[Items from a dataset]
:::::

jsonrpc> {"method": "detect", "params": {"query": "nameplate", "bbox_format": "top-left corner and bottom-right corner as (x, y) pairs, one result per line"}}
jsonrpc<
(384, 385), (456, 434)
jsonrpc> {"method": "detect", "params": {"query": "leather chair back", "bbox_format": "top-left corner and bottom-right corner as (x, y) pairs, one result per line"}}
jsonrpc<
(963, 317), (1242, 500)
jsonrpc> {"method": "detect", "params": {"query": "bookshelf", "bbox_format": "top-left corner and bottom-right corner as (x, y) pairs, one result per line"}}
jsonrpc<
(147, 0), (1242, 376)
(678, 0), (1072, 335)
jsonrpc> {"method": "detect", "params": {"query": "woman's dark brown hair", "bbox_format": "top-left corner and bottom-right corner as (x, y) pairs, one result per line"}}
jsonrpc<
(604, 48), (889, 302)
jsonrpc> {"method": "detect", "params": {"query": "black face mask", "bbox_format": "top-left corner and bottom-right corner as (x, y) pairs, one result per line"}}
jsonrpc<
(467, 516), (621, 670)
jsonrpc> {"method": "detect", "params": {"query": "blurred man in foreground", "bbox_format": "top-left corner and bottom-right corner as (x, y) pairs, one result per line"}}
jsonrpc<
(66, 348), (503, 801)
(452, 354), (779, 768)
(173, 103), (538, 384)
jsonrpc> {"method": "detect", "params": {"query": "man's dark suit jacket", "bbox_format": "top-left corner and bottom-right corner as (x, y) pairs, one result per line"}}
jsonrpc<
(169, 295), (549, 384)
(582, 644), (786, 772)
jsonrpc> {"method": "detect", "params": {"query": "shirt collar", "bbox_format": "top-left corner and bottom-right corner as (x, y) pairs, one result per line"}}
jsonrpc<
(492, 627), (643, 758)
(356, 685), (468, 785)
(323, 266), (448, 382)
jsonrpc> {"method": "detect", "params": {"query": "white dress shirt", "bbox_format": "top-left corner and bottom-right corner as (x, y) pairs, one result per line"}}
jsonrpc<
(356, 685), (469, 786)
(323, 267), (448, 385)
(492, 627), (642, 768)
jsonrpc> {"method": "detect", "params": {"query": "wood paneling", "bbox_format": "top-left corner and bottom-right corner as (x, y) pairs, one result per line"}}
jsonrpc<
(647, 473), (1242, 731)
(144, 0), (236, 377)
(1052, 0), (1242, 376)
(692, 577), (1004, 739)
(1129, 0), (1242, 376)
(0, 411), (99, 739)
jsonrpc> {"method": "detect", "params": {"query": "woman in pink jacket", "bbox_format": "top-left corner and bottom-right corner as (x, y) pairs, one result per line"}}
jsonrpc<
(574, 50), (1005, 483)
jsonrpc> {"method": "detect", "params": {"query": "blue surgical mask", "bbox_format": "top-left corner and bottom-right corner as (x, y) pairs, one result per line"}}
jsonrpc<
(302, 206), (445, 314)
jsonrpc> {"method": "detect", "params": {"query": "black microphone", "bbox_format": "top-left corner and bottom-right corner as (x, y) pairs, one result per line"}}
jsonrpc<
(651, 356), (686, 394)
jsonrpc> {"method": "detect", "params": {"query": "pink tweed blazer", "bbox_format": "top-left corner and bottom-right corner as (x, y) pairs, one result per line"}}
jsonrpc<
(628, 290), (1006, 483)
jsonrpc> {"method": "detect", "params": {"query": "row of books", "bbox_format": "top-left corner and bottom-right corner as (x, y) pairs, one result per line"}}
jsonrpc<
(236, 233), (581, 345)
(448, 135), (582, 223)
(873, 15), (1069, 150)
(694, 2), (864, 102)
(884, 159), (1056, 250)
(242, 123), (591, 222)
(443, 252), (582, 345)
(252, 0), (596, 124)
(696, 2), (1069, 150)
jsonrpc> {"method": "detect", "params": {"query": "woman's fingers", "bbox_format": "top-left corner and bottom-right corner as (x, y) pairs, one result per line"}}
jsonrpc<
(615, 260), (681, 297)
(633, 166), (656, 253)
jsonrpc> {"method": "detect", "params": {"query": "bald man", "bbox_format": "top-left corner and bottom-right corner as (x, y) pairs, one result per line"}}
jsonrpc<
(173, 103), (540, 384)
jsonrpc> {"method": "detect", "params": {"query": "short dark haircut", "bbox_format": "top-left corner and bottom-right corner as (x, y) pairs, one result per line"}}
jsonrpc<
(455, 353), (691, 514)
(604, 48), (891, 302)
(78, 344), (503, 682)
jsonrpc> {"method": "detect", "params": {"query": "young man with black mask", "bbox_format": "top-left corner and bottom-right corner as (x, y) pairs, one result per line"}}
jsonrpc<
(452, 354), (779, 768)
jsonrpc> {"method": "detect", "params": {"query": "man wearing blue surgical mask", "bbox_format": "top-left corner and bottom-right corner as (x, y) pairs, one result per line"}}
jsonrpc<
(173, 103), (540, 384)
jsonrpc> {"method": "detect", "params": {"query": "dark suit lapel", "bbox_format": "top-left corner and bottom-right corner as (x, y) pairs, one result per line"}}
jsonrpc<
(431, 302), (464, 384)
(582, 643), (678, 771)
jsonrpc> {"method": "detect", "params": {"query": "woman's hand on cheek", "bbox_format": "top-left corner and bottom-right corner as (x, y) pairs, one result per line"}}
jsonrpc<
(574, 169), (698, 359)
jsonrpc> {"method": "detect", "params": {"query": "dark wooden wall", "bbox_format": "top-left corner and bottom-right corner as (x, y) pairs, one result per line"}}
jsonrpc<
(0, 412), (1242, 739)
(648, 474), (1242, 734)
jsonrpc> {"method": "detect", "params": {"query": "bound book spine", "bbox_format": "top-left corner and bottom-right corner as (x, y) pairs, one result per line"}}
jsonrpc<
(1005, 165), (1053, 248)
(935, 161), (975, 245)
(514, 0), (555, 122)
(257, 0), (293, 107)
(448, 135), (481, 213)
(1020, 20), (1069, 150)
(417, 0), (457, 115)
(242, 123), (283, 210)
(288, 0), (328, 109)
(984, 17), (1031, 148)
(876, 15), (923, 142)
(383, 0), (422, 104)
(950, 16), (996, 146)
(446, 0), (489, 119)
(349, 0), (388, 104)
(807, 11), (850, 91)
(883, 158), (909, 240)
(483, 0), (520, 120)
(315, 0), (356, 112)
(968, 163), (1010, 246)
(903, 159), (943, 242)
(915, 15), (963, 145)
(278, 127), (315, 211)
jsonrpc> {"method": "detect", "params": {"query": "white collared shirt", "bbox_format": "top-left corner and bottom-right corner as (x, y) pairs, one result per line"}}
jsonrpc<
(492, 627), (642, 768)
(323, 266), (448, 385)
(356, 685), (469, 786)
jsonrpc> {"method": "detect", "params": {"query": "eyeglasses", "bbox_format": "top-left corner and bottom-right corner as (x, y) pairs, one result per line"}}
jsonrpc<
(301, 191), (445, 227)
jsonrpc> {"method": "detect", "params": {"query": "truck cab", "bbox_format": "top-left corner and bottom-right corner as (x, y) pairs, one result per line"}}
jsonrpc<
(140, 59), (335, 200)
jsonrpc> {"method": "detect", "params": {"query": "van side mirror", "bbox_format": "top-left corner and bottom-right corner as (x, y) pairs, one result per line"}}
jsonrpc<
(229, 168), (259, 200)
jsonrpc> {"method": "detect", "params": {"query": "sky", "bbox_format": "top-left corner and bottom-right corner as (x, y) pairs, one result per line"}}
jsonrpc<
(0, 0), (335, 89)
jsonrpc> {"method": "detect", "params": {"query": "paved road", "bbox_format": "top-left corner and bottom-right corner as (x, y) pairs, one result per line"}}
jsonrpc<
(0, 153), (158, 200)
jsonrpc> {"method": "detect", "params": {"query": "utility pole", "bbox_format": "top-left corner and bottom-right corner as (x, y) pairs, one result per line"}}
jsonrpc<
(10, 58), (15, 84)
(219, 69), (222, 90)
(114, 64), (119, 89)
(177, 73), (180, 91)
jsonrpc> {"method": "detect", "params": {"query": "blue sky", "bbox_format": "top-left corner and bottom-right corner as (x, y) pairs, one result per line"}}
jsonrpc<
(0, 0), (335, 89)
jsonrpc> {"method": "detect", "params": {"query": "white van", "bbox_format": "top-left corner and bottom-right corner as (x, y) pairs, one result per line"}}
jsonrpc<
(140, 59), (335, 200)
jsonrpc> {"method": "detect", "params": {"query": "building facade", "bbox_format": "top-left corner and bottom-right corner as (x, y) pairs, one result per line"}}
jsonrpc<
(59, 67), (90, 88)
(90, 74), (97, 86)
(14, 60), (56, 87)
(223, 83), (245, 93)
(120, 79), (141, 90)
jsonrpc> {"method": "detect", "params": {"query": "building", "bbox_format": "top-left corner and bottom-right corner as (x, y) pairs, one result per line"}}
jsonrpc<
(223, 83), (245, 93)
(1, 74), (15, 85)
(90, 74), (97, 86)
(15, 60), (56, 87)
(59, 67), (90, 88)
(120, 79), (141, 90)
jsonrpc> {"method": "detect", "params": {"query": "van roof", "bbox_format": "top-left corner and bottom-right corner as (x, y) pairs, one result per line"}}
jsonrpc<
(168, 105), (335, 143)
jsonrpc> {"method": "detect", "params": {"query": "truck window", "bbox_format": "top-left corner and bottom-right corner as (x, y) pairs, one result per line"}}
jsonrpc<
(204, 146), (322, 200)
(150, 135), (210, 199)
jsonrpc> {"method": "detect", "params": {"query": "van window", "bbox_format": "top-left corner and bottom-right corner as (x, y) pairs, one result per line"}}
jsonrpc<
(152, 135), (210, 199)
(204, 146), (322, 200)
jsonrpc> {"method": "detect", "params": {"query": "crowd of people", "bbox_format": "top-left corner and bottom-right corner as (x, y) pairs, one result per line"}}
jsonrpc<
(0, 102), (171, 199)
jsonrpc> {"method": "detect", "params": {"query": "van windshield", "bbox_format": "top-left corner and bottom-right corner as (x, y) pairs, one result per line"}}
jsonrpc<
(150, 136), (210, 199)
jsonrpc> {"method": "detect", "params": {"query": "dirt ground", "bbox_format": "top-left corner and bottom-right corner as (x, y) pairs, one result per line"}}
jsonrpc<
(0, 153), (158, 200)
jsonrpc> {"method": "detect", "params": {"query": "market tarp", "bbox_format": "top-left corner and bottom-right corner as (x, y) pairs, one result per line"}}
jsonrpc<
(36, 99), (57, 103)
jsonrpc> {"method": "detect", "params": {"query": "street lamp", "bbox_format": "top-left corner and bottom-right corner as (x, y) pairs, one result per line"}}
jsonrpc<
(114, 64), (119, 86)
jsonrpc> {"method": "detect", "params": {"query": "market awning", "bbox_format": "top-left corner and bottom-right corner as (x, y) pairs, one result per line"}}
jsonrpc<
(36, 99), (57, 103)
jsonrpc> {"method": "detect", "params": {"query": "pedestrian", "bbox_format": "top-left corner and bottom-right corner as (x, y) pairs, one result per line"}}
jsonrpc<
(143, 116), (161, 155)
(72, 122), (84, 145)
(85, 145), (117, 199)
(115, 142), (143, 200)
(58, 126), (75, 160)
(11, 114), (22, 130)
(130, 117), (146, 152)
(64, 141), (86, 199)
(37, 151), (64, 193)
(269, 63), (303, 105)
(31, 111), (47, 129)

:::::

Your objective: Echo back the lines from the very first one through the line that contains "(963, 317), (1242, 500)", including both of those lines.

The completed task:
jsonrpc> {"method": "detect", "params": {"query": "nameplate", "bbox_format": "top-left corner and bottom-right corner as (x, y) pairs, one result per line"}}
jsonrpc<
(384, 385), (456, 434)
jsonrpc> {"method": "detect", "params": {"query": "leather chair back", "bbox_format": "top-left corner and bottom-right corner as (x, y) pairs, one result per line"}}
jsonrpc<
(963, 317), (1242, 500)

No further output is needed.